┌─ Record extracts

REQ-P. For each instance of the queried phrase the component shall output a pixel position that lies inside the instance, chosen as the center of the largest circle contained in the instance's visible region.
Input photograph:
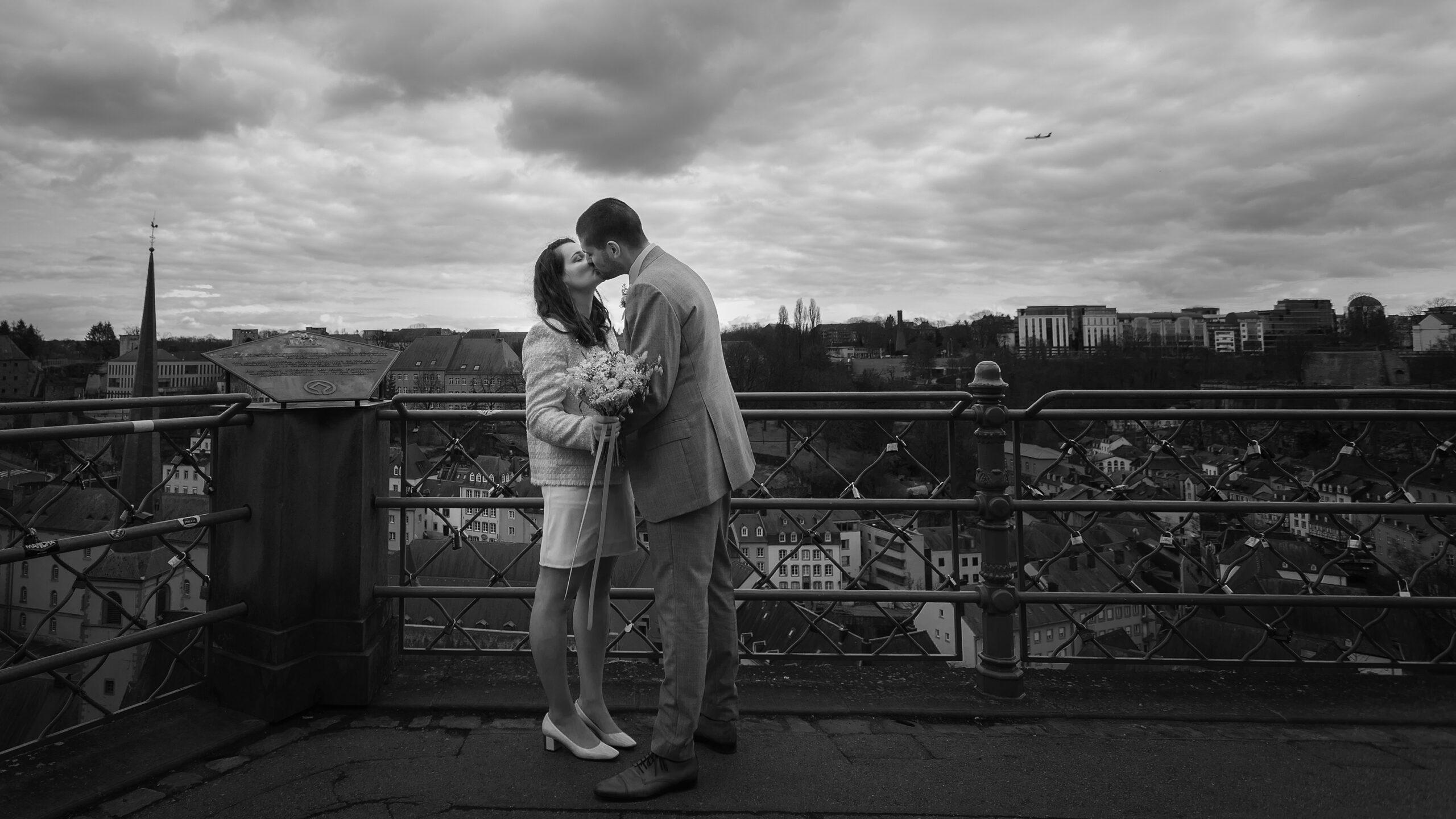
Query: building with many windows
(458, 363)
(1060, 328)
(19, 377)
(1298, 318)
(1434, 331)
(800, 548)
(183, 374)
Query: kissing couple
(685, 449)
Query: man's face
(607, 260)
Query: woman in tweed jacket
(560, 436)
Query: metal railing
(785, 615)
(875, 530)
(1127, 605)
(89, 628)
(1315, 601)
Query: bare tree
(747, 366)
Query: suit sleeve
(654, 328)
(547, 390)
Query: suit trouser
(692, 577)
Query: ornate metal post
(998, 664)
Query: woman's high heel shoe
(614, 739)
(554, 738)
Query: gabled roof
(450, 354)
(9, 351)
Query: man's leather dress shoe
(653, 776)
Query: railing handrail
(1005, 599)
(63, 545)
(1056, 395)
(108, 429)
(82, 404)
(94, 651)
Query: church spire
(140, 452)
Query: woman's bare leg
(592, 644)
(549, 651)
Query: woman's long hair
(554, 301)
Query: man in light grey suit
(686, 449)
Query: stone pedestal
(305, 563)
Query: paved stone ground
(412, 764)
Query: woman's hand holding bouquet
(606, 381)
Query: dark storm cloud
(107, 84)
(619, 88)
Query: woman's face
(578, 274)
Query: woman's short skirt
(561, 548)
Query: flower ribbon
(607, 445)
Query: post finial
(987, 375)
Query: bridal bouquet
(606, 381)
(609, 379)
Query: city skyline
(380, 168)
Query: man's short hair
(610, 221)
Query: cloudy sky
(376, 165)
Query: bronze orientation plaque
(305, 366)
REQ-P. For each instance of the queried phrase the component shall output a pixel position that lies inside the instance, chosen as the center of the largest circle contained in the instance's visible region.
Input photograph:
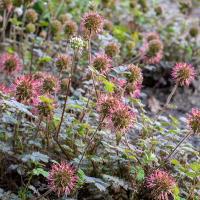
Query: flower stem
(90, 62)
(90, 141)
(177, 146)
(64, 108)
(43, 195)
(171, 95)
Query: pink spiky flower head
(152, 52)
(46, 107)
(112, 49)
(8, 4)
(92, 23)
(4, 89)
(135, 74)
(50, 84)
(194, 120)
(62, 178)
(10, 63)
(63, 61)
(133, 89)
(102, 63)
(121, 118)
(27, 90)
(160, 185)
(183, 74)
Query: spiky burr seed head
(10, 63)
(160, 184)
(183, 74)
(62, 178)
(194, 121)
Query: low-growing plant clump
(76, 122)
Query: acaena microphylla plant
(10, 63)
(8, 5)
(70, 28)
(4, 89)
(194, 121)
(92, 23)
(31, 16)
(63, 62)
(183, 74)
(50, 84)
(151, 36)
(134, 74)
(106, 103)
(102, 63)
(133, 89)
(46, 107)
(112, 49)
(27, 90)
(160, 185)
(56, 27)
(62, 178)
(122, 117)
(152, 51)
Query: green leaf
(140, 174)
(175, 162)
(195, 166)
(40, 171)
(81, 176)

└─

Exercise brief:
Each line above should be written out again exactly, without any image.

Problem solution:
REQ-P. For each instance of the queried phrase the component shall output a pixel position that lies inside the instance, chosen as the center of the largest circle contained in the instance's visible region.
Input photograph:
Query: building with many windows
(458, 363)
(1060, 328)
(19, 377)
(1298, 318)
(1434, 331)
(800, 548)
(183, 374)
Query: kissing couple
(685, 449)
Query: man's face
(607, 260)
Query: woman in tweed jacket
(560, 436)
Query: metal railing
(785, 615)
(875, 530)
(1127, 605)
(89, 628)
(1315, 601)
Query: bare tree
(747, 366)
Query: suit sleeve
(654, 328)
(547, 390)
Query: suit trouser
(692, 577)
Query: ornate metal post
(998, 664)
Query: woman's high heel shoe
(614, 739)
(554, 738)
Query: gabled roof
(450, 354)
(9, 351)
Query: man's leather dress shoe
(653, 776)
Query: railing handrail
(1005, 599)
(63, 545)
(1056, 395)
(108, 429)
(82, 404)
(94, 651)
Query: church spire
(140, 452)
Query: woman's bare leg
(592, 644)
(549, 651)
Query: woman's long hair
(554, 301)
Query: man in light grey suit
(686, 449)
Query: stone pedestal
(305, 563)
Query: paved stone ground
(412, 764)
Query: woman's hand holding bouquet
(606, 381)
Query: dark storm cloud
(107, 84)
(619, 88)
Query: woman's face
(578, 274)
Query: woman's short skirt
(561, 548)
Query: flower ribbon
(607, 445)
Query: post finial
(987, 375)
Query: bridal bouquet
(606, 381)
(609, 379)
Query: city skyline
(380, 168)
Query: man's short hair
(610, 221)
Query: cloudy sky
(376, 165)
Query: bronze orientation plaque
(305, 366)
REQ-P. For each instance of the queried phrase the component shall output a pixel position that lies inside the instance, chosen as the center of the largest circle contained in the instance's visible region.
Input photograph:
Query: flower stem
(90, 62)
(90, 141)
(177, 146)
(64, 108)
(43, 195)
(171, 95)
Query: pink spiky flower head
(152, 52)
(46, 107)
(112, 49)
(8, 4)
(92, 23)
(4, 89)
(135, 74)
(50, 84)
(194, 120)
(62, 178)
(10, 63)
(63, 61)
(133, 89)
(102, 63)
(121, 118)
(27, 90)
(160, 185)
(183, 74)
Query: spiky burr seed head
(10, 63)
(160, 184)
(183, 74)
(62, 178)
(194, 121)
Query: low-growing plant clump
(76, 122)
Query: acaena microphylla plant
(10, 63)
(8, 5)
(70, 28)
(4, 89)
(194, 121)
(92, 23)
(31, 16)
(63, 62)
(183, 74)
(50, 84)
(151, 36)
(134, 74)
(106, 103)
(102, 63)
(133, 89)
(46, 107)
(112, 49)
(27, 90)
(160, 185)
(56, 27)
(62, 178)
(122, 117)
(152, 51)
Query: green leaf
(140, 174)
(175, 162)
(195, 166)
(40, 171)
(81, 176)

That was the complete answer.